## Stored rows:
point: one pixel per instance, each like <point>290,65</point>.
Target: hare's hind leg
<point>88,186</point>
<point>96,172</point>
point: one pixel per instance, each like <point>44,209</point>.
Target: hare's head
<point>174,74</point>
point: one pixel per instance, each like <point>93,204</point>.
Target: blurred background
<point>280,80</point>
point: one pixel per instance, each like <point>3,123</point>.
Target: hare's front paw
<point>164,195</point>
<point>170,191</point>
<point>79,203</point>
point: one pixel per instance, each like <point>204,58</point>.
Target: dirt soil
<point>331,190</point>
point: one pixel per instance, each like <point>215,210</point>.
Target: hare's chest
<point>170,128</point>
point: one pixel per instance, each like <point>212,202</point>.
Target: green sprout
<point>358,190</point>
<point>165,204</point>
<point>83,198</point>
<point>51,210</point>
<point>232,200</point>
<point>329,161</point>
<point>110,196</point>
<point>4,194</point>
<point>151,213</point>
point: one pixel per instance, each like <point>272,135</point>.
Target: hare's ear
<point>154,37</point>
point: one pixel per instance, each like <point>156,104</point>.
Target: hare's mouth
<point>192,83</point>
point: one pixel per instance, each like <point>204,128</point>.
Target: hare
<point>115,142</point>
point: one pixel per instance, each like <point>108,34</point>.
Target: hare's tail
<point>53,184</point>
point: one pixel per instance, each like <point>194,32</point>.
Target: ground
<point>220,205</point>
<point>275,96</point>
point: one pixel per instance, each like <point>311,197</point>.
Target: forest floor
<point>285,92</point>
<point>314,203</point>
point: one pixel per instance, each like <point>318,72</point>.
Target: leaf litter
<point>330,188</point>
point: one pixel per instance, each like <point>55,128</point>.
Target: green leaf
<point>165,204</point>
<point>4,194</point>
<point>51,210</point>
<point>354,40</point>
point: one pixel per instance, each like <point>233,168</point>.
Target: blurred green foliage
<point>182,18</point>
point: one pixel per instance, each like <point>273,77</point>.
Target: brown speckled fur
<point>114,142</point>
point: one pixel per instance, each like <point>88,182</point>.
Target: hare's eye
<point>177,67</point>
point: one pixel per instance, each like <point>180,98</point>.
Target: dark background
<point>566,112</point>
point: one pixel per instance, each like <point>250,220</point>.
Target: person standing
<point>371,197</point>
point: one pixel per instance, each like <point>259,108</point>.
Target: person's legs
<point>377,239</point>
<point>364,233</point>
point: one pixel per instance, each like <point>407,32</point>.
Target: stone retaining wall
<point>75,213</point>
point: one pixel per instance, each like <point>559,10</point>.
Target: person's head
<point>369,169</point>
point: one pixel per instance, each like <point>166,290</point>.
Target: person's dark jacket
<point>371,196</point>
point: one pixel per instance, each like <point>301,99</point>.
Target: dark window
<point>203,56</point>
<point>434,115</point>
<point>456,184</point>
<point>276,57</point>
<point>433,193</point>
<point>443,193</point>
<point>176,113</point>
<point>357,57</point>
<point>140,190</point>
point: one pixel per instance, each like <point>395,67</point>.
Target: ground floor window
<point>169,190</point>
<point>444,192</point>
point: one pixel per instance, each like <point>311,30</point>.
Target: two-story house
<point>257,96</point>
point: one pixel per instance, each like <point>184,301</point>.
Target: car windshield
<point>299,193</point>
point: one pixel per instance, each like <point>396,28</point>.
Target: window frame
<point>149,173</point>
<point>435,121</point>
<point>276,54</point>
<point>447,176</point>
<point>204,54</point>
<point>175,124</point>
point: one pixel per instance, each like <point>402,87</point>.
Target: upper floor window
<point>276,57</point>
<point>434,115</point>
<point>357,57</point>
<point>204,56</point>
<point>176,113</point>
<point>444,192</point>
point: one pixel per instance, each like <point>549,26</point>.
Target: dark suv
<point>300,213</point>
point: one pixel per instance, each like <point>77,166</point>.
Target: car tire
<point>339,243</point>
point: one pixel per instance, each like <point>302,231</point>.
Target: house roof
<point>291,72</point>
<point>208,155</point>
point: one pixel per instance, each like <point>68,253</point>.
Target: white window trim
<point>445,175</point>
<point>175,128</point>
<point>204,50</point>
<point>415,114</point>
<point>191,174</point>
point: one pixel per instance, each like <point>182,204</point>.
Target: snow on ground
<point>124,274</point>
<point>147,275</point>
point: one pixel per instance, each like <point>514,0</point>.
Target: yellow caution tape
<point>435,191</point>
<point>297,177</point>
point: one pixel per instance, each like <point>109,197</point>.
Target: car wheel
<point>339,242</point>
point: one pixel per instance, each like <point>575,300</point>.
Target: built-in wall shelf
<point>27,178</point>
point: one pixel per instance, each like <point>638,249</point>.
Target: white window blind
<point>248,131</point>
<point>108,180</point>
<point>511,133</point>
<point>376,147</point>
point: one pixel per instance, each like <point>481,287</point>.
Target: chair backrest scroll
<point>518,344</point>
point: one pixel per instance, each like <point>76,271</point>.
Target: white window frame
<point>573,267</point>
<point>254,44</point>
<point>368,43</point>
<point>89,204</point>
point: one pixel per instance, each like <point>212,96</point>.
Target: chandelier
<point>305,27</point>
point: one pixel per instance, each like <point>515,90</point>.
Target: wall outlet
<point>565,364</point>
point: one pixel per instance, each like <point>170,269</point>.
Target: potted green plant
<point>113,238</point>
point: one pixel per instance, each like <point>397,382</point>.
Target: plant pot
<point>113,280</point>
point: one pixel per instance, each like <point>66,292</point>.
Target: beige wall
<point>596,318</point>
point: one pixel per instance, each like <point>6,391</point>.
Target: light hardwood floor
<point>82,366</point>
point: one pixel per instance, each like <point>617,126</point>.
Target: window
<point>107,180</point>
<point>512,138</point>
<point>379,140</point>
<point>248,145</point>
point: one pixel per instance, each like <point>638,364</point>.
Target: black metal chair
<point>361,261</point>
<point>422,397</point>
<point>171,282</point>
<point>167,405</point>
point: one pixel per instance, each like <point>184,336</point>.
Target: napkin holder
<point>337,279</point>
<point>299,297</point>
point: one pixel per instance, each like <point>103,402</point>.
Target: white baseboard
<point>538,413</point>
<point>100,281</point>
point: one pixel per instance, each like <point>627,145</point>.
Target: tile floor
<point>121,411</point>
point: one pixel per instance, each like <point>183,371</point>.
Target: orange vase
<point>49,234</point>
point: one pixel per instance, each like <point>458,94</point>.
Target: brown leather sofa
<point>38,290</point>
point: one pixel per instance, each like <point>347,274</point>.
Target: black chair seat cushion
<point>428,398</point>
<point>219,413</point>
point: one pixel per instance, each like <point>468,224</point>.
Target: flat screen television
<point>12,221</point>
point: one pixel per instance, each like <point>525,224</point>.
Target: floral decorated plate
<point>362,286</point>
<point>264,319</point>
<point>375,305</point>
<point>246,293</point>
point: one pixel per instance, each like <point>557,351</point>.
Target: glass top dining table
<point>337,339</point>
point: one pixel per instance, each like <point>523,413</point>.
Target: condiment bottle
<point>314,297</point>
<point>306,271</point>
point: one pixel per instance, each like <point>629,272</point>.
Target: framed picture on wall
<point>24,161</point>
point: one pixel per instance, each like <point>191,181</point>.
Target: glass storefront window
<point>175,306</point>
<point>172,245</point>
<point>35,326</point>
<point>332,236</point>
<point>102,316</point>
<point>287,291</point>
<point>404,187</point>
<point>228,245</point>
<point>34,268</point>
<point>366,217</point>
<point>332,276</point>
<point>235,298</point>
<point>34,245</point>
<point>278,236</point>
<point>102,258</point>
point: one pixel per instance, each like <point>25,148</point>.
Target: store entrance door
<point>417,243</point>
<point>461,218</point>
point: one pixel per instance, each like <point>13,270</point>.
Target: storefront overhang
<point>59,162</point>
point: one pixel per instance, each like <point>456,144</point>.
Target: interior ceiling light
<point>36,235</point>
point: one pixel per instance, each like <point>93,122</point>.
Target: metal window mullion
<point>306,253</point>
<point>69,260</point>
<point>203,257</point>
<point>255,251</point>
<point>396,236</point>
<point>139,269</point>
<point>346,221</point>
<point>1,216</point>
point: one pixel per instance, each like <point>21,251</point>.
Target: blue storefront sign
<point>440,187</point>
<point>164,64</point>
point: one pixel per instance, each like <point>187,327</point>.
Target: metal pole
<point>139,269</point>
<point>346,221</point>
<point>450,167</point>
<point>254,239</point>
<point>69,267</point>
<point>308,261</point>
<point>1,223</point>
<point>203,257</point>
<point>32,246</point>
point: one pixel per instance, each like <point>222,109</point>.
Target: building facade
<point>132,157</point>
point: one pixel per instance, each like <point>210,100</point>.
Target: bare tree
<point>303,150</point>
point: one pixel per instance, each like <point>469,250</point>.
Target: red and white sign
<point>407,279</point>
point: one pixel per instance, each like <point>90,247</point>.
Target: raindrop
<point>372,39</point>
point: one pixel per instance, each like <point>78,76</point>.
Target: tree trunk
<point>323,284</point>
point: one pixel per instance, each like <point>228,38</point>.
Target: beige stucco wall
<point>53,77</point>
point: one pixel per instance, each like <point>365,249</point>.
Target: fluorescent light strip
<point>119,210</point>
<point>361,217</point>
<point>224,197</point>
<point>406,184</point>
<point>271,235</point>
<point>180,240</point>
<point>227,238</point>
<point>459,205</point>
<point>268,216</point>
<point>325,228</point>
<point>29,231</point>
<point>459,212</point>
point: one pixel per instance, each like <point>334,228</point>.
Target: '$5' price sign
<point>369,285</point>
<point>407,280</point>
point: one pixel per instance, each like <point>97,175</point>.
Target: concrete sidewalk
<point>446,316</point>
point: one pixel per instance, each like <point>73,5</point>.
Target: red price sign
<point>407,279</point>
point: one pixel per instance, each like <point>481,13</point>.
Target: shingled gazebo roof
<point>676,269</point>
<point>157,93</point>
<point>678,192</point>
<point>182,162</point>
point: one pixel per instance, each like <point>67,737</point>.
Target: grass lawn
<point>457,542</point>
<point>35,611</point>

## Directions:
Copy the lines from the line with "point: one pixel per instance, each like <point>250,220</point>." up to and including the line with "<point>364,233</point>", changing "standing" to "walking" and keeping everything else the same.

## Written reply:
point: one pixel per instance, each like <point>250,220</point>.
Target: person walking
<point>371,197</point>
point: one pixel per instance, each like <point>259,108</point>.
Target: person's legs
<point>377,239</point>
<point>364,233</point>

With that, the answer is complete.